§ **Exercise**
Repeat word for word the lines of the entries below, starting with the line that contains "41, row 73." and going on through the line that contains "column 227, row 251", with both of those lines included. Give only those lines.

** Begin Material provided **

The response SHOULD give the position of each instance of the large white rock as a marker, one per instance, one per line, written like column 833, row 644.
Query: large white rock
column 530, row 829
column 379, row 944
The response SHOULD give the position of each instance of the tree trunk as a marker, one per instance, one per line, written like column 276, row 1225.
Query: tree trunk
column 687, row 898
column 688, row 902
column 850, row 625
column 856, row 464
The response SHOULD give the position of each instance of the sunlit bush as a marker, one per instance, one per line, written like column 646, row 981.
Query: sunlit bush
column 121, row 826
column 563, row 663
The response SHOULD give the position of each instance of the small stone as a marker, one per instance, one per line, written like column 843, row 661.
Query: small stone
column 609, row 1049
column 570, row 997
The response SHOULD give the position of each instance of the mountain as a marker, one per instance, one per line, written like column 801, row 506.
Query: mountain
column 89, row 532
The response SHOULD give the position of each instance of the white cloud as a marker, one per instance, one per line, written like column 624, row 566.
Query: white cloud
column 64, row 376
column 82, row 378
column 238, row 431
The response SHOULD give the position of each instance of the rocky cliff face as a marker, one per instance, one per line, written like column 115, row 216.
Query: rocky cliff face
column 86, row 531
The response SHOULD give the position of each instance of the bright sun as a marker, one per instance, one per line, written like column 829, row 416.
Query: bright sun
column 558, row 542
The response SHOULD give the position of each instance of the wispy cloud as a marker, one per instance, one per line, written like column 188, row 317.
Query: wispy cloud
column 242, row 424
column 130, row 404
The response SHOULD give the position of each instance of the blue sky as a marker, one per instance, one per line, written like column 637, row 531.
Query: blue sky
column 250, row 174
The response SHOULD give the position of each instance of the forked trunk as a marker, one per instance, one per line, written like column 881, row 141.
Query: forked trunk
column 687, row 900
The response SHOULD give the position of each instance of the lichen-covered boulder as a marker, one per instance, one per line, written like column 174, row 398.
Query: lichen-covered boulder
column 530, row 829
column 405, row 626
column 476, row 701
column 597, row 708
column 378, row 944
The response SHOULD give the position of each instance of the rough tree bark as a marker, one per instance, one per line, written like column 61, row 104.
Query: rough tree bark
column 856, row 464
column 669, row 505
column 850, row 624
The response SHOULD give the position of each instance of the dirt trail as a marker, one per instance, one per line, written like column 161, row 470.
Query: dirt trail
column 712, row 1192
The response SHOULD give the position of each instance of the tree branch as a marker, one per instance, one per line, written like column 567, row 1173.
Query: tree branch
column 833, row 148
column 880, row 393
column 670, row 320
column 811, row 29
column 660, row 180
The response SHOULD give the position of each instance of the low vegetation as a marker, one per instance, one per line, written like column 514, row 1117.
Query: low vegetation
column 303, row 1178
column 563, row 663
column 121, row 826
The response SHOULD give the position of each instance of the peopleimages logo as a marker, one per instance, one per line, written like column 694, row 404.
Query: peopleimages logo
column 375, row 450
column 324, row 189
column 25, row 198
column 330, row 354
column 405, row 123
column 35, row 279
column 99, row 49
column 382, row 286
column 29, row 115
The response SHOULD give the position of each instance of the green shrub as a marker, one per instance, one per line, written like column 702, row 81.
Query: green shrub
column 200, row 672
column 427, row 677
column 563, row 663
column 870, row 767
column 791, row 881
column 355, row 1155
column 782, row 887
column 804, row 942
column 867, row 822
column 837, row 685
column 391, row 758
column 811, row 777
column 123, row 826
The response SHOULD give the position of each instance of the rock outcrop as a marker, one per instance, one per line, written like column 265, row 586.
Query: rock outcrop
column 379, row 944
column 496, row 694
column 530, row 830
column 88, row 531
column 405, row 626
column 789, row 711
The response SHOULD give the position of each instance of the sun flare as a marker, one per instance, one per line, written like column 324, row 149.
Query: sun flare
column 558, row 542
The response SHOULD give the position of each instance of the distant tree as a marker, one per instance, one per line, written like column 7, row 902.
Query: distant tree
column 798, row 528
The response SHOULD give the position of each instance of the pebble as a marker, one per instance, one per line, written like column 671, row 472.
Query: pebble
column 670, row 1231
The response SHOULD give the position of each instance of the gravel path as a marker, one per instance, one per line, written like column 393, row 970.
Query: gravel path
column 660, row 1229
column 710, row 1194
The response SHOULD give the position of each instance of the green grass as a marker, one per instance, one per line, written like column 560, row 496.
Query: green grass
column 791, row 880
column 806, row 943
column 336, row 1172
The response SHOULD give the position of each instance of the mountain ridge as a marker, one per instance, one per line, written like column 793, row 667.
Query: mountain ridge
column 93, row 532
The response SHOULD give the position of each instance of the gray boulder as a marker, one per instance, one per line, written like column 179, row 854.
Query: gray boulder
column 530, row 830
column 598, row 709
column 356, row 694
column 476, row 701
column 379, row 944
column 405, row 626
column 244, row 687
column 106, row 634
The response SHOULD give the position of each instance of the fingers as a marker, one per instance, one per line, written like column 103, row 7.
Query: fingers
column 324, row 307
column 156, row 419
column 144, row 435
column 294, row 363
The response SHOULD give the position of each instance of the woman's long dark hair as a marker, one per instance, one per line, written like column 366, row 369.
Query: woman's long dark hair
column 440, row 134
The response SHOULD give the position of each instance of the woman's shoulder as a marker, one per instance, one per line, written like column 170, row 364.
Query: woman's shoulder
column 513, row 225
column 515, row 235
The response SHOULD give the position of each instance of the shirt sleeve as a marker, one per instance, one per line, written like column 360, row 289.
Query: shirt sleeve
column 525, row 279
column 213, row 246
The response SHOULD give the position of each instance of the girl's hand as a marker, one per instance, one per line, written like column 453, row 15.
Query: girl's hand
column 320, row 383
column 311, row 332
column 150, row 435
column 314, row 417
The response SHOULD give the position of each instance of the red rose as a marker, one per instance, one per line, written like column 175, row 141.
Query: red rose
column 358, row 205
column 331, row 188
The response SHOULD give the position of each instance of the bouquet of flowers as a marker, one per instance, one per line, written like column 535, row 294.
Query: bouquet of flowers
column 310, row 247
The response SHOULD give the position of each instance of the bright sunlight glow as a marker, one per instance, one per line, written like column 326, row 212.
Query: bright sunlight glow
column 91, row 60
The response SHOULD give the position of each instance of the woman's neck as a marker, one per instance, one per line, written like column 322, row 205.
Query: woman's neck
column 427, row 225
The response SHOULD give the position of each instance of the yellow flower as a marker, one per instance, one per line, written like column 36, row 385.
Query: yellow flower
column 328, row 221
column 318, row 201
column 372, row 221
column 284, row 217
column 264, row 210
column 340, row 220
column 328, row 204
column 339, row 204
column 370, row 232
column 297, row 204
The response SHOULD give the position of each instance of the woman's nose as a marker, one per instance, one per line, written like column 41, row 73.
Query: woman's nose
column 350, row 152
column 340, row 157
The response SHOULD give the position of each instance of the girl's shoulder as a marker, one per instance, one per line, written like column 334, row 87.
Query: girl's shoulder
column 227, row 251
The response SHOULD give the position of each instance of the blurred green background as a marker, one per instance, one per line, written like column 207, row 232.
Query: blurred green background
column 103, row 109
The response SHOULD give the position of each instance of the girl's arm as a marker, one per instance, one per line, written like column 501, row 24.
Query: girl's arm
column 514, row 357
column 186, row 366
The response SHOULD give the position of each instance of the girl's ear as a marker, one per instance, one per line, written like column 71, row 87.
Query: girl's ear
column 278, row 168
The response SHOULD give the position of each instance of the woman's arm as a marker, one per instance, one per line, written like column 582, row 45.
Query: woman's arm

** End Material provided **

§ **Task response**
The response SHOULD give the position of each instance of the woman's nose as a marker, one per instance, one per line, written like column 41, row 73.
Query: woman's nose
column 350, row 152
column 340, row 157
The response SHOULD give the position of each instance of the girl's shoulder as a marker, one per instance, one per line, written like column 334, row 87.
Query: girl's shoulder
column 227, row 251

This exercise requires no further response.